→ **Aim**: Set down each record exactly as written.

----- Given data -----

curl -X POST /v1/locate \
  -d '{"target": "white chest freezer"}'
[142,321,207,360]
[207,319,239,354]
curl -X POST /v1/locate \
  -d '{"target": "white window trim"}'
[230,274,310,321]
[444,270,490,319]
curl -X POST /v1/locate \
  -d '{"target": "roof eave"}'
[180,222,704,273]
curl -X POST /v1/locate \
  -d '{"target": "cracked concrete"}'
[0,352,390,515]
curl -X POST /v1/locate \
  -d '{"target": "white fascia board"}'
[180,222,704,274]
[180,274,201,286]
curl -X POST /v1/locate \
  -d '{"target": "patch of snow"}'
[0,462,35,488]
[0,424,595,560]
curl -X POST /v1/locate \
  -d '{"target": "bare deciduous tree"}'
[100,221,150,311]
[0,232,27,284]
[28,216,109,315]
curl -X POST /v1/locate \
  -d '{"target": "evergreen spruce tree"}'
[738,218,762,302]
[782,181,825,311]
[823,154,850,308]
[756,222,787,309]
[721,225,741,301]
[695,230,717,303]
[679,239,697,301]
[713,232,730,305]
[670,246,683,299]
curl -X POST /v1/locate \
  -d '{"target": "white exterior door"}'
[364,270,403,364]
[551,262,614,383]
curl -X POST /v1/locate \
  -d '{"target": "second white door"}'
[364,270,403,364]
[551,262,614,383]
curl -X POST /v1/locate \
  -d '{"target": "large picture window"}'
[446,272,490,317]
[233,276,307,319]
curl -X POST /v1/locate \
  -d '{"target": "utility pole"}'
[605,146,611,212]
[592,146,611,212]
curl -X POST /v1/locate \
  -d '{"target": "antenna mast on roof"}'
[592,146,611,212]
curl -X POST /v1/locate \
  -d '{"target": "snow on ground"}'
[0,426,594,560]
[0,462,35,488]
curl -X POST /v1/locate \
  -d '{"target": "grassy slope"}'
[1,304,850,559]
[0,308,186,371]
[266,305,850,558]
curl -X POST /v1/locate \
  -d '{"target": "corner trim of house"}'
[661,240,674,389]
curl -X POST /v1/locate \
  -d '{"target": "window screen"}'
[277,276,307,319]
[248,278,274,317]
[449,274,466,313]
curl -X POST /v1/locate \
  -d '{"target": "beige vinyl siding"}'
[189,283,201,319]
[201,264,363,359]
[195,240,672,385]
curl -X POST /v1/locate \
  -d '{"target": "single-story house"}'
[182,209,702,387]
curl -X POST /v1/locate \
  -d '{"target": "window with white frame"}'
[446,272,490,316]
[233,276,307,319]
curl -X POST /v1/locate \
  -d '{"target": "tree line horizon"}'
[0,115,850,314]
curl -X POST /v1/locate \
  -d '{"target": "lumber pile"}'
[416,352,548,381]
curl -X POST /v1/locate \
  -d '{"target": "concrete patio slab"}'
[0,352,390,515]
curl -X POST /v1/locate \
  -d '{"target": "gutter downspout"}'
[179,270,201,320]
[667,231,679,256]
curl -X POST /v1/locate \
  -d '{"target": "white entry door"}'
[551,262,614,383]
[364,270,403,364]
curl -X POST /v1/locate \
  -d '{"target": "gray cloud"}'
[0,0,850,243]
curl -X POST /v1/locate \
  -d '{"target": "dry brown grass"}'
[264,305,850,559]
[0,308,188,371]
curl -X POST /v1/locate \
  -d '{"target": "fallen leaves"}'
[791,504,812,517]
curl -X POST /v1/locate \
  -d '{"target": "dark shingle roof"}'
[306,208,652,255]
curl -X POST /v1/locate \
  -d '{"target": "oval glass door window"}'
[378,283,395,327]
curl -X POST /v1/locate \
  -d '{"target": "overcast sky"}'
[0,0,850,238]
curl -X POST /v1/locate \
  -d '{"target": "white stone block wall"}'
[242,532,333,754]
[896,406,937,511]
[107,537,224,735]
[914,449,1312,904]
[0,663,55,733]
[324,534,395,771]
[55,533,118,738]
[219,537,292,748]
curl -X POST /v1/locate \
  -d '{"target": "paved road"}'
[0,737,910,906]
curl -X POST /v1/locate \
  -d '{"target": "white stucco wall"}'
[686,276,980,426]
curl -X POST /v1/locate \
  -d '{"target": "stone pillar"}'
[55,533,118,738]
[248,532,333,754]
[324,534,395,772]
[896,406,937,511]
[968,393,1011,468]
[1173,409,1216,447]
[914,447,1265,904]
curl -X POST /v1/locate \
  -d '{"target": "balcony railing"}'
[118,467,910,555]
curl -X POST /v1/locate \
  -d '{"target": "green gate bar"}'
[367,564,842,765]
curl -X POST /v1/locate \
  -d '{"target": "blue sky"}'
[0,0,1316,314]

-----

→ **Solution below**:
curl -X POST /v1/locate \
  -d '{"target": "white chest freezer"}'
[142,321,207,360]
[207,319,239,354]
curl -X POST /v1/locate \
  -d '{"target": "white window trim"}'
[230,274,310,321]
[444,270,490,319]
curl -X POST /v1/locate \
  -d '{"target": "roof eave"}'
[180,222,704,273]
curl -X POST /v1/locate \
  -d '{"target": "cracked concrete"}'
[0,352,390,515]
curl -X POST /v1/locate \
  -d '{"target": "white fascia board"}'
[180,222,704,274]
[180,274,201,286]
curl -X POST /v1/locate \
  -d '{"target": "patch of snow"}'
[0,462,35,488]
[0,424,595,560]
curl -X POST /v1/locate \
  -d '{"target": "bare deciduous tree"}'
[100,221,150,311]
[0,232,27,284]
[28,216,109,315]
curl -X POST /v1/locate \
  -d '{"target": "evergreen spruce tree"}'
[738,218,762,302]
[782,181,825,311]
[823,154,850,308]
[756,222,787,309]
[721,225,741,301]
[695,230,717,303]
[679,239,697,301]
[713,232,730,305]
[670,246,683,299]
curl -X POST /v1/locate \
  -d '{"target": "white exterior door"}'
[364,270,403,364]
[551,262,614,383]
curl -X POST /v1/locate \
  -d '{"target": "second white door"}'
[364,270,403,364]
[551,262,614,383]
curl -X POST /v1/locate \
  -d '{"target": "large picture window"}'
[446,272,490,317]
[233,276,307,319]
curl -X POST /v1/locate \
  -d '{"target": "utility pole"}'
[605,146,611,212]
[592,146,611,212]
curl -X POST /v1/locate \
  -d '{"target": "antenna mast on roof"}'
[592,146,611,212]
curl -X POST /v1/locate \
  -d '{"target": "snow on ground"}'
[0,426,594,560]
[0,462,35,488]
curl -X POST /v1/locate \
  -d '{"target": "grassy slope"}'
[1,304,850,559]
[0,308,186,371]
[266,305,850,558]
curl -X POST /v1/locate \
  -d '{"target": "corner trim of house"}'
[661,240,674,389]
curl -X POST /v1/locate \
  -d '{"target": "window screen"}'
[277,276,307,319]
[248,278,274,317]
[449,274,466,313]
curl -X POST /v1/locate \
  -d '{"target": "beige vinyl siding"}'
[189,283,201,319]
[201,264,363,359]
[195,240,672,385]
curl -X POST /v1/locate \
  -d '{"target": "single-story house"}'
[182,209,702,387]
curl -X POST /v1/locate \
  -d '{"target": "window with white frame"}'
[446,272,490,316]
[233,276,307,319]
curl -X POST /v1/locate \
  -d '{"target": "tree line horizon"}'
[0,115,850,314]
curl -X POST /v1/locate \
  -d '{"target": "lumber pile"}'
[416,352,548,381]
curl -X POST /v1/locate \
  -d '{"target": "concrete patio slab"}'
[0,352,390,515]
curl -X POST /v1/locate \
  -d '{"target": "gutter downspout"}'
[179,270,201,320]
[667,231,679,256]
curl -X POST /v1/locate \
  -d '{"target": "white entry door"}'
[551,262,614,383]
[364,270,403,364]
curl -X POST /v1/locate \
  -d '{"target": "gray cloud"}'
[0,0,850,243]
curl -X POST /v1/locate \
  -d '{"target": "dry brown grass"}'
[264,305,850,559]
[0,308,188,371]
curl -X POST /v1/locate \
  -d '{"target": "fallen leaves"}'
[791,504,812,517]
curl -X POST /v1/locate \
  -d '{"target": "dark shingle roof"}'
[306,208,652,255]
curl -X POST /v1/locate \
  -d '{"target": "oval glass door window"}'
[378,283,395,327]
curl -X POST /v1/locate \
  -d '{"target": "overcast sky"}'
[0,0,850,238]
curl -X POST /v1/locate \
  -d '{"target": "white stone block wall"}'
[242,532,333,754]
[896,406,937,511]
[107,537,224,735]
[914,449,1312,904]
[0,663,55,733]
[324,534,395,771]
[55,533,118,738]
[219,537,292,748]
curl -X POST /v1/locate \
  -d '{"target": "paved road"}'
[0,737,910,906]
curl -X POST /v1/locate \
  -d '{"target": "white stucco wall"}'
[686,276,980,426]
curl -X POST /v1/locate \
  -d '{"target": "stone pillar"}'
[55,533,118,738]
[248,532,333,754]
[324,534,395,772]
[896,406,937,511]
[968,393,1011,468]
[1173,409,1216,447]
[914,447,1265,904]
curl -X POST /v1/locate \
  -d '{"target": "balcony railing"}'
[118,467,910,555]
curl -X POST /v1/locate \
  -d '{"target": "green gate bar"}'
[367,564,842,765]
curl -X POST /v1/locate \
  -d '{"target": "blue sky"}'
[0,0,1316,314]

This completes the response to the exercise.